## Aim
Copy out every item below word for word, leaving out the pictures.

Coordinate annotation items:
_ _ _ _

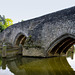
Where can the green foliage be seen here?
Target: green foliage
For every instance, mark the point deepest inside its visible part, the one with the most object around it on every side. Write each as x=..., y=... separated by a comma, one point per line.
x=4, y=23
x=1, y=28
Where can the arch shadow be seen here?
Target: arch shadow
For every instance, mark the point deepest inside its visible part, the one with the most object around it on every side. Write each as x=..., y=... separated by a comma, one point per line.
x=61, y=45
x=20, y=39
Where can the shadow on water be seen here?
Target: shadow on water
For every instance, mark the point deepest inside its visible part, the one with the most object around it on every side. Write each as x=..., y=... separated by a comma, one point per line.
x=37, y=66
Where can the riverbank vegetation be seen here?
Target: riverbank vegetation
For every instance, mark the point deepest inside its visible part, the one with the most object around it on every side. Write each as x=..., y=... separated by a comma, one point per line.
x=5, y=22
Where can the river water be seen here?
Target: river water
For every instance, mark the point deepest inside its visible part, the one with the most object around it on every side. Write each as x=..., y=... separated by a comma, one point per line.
x=38, y=66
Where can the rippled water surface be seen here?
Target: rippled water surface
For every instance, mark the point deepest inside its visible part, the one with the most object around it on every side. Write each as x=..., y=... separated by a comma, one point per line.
x=37, y=66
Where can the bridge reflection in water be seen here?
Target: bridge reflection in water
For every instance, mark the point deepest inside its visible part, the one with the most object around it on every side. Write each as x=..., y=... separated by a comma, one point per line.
x=38, y=66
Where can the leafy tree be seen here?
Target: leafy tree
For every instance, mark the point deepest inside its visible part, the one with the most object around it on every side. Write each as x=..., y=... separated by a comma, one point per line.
x=4, y=23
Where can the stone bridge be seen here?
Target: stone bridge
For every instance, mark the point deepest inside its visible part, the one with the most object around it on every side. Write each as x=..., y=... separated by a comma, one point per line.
x=54, y=32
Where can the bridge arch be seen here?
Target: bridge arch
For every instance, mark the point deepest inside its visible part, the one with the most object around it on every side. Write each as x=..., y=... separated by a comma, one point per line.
x=61, y=45
x=20, y=39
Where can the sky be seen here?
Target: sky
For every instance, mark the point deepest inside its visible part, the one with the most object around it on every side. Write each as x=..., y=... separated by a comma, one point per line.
x=19, y=10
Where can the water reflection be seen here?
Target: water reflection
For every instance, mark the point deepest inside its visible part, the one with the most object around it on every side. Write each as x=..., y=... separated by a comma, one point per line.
x=37, y=66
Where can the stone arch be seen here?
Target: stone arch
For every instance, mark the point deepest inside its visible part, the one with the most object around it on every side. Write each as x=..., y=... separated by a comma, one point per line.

_ _ _ _

## Solution to this task
Where can the green foliage be seen here?
Target: green foliage
For every instance, mark the point deepest inside its visible part, the one with the most object around it on every side. Write each as x=..., y=... separated by a comma, one point per line.
x=4, y=23
x=1, y=28
Where can the arch shadow be seen here?
Target: arch shadow
For every instance, mark the point deepest inside its visible part, the one with the most object around it on every side. Write each as x=..., y=... separated by a comma, one point per line.
x=61, y=45
x=20, y=39
Where can the shadow on water be seen here?
Target: shadow on water
For every instance, mark the point deepest inside its visible part, the one with the most object around it on every side. Write each as x=..., y=... separated by a comma, one point per line.
x=37, y=66
Where can the riverbank vegetation be seen here?
Target: riverbank vegetation
For every instance, mark the point deepest inside its visible part, the one with the most object around it on every side. Write each as x=..., y=... separated by a comma, one point per line.
x=5, y=22
Where can the river water be seen here?
Target: river water
For every instance, mark the point deepest inside its visible part, the one with the most object around it on every side. Write each as x=..., y=... separated by a comma, one point per line.
x=38, y=66
Where can the rippled water surface be seen here?
Target: rippled water surface
For every instance, mark the point deepest inside its visible part, the one with the most object around it on every side. Write each as x=..., y=... separated by a comma, one point per line.
x=37, y=66
Where can the bridge reflection in water be seen here?
Target: bridge reflection in water
For every instance, mark the point deepest inside its visible part, the one with the most object around it on every side. Write each as x=..., y=... separated by a comma, one point per line.
x=38, y=66
Where can the leafy tree be seen here?
Target: leafy tree
For every instance, mark the point deepest inside its visible part, the one with the most object around it on every side. Write each as x=..., y=... separated by a comma, one point per line.
x=4, y=23
Where can the stone bridge be seen here?
Target: stone bridge
For every instance, mark the point deepest inside its visible part, the one with the most object around it on every side. Write each as x=..., y=... separated by a comma, one point per line.
x=54, y=32
Where can the bridge arch be seen here?
Target: bridge arch
For every instance, mark the point deepest inside its visible part, the one with the most object around it on every side. Write each as x=..., y=... separated by a comma, one point per line.
x=61, y=45
x=20, y=39
Where can the sky be seen here?
Target: sky
For every instance, mark the point deepest inside its visible part, the one with the most object around it on every side. Write each as x=..., y=... separated by a comma, one point per line.
x=19, y=10
Where can the water reflection be seen here?
Target: water reflection
For every instance, mark the point deepest inside its visible part, the one with the most object around it on every side. Write each as x=..., y=... separated by a comma, one point per line.
x=37, y=66
Where can the stone arch be seen here?
Target: stone arch
For every instance, mark the point deepest inside its visible part, the one with the most object around it on every side. Write each as x=..., y=... separated by a comma, one point per line.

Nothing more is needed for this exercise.